→ EXERCISE GOAL: Reproduce, with no alteration, the span of lines that begins at the line containing "target = white background" and ends at the last line of the records, both ends included, and nothing else.

▼▼▼

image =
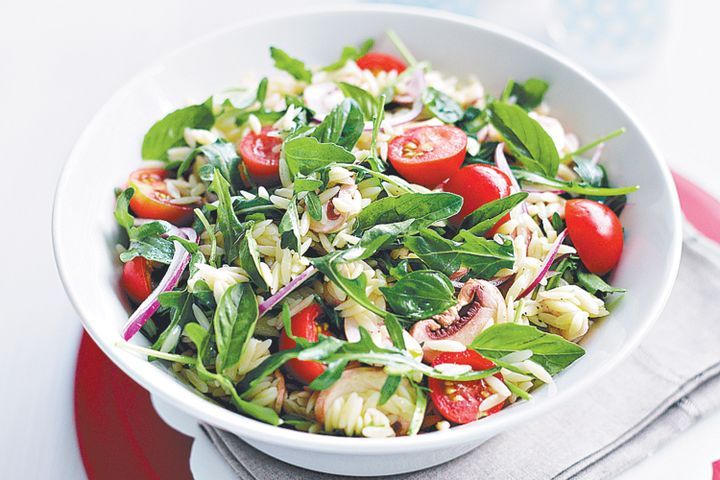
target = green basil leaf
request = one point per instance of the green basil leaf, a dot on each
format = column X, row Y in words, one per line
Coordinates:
column 530, row 143
column 332, row 374
column 472, row 121
column 350, row 53
column 482, row 257
column 529, row 95
column 234, row 323
column 169, row 131
column 293, row 66
column 595, row 284
column 366, row 102
column 420, row 294
column 342, row 126
column 228, row 223
column 551, row 351
column 442, row 106
column 289, row 227
column 305, row 155
column 424, row 208
column 485, row 217
column 312, row 202
column 122, row 209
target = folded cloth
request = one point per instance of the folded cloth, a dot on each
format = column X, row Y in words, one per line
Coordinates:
column 671, row 380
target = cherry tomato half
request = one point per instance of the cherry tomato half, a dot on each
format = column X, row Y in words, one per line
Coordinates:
column 136, row 280
column 596, row 232
column 152, row 200
column 380, row 62
column 478, row 185
column 304, row 325
column 261, row 155
column 459, row 401
column 428, row 155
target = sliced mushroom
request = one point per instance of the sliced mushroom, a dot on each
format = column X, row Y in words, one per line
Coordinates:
column 364, row 379
column 478, row 304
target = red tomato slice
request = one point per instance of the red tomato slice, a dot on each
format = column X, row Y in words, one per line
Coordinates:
column 459, row 401
column 136, row 280
column 478, row 185
column 596, row 232
column 428, row 155
column 380, row 62
column 152, row 200
column 304, row 325
column 261, row 155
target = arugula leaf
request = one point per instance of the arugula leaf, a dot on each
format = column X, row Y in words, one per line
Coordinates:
column 350, row 53
column 392, row 382
column 305, row 155
column 201, row 338
column 122, row 209
column 472, row 121
column 289, row 227
column 180, row 303
column 221, row 156
column 595, row 284
column 571, row 187
column 420, row 294
column 249, row 259
column 336, row 352
column 293, row 66
column 234, row 323
column 230, row 227
column 312, row 202
column 530, row 94
column 551, row 351
column 424, row 208
column 343, row 125
column 482, row 257
column 146, row 241
column 485, row 217
column 567, row 265
column 442, row 105
column 169, row 131
column 365, row 101
column 529, row 142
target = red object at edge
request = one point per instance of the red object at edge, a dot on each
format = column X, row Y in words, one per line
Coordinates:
column 121, row 436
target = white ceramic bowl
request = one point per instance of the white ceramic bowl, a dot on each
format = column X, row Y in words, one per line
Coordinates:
column 85, row 232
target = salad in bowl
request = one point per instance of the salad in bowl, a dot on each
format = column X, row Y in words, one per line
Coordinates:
column 369, row 247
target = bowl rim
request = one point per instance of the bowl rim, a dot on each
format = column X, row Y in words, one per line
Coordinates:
column 201, row 409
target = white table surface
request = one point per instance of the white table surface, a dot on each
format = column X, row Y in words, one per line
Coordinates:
column 59, row 61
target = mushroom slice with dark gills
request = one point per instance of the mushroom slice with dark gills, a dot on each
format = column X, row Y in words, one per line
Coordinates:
column 480, row 303
column 337, row 210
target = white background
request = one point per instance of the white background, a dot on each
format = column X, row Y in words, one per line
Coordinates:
column 59, row 61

▲▲▲

→ WRITTEN SOLUTION:
target = white background
request = one point per instance of the white background, a dot on each
format = column X, row Y in words, one per line
Coordinates:
column 59, row 61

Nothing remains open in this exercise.